Location labeling records:
## Start

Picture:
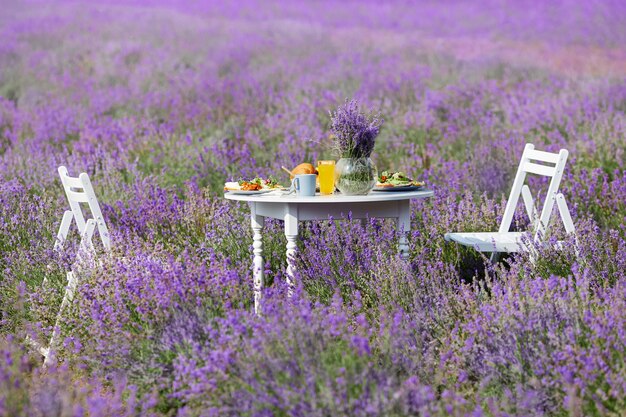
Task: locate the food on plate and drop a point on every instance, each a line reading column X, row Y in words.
column 396, row 179
column 304, row 168
column 255, row 184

## End

Written problem:
Could you repeat every one of the lines above word for word, leaving the pictures out?

Response to the exercise:
Picture:
Task: locate the food on plate and drop a point on every instance, each a line reading column X, row Y in words.
column 396, row 179
column 304, row 168
column 255, row 184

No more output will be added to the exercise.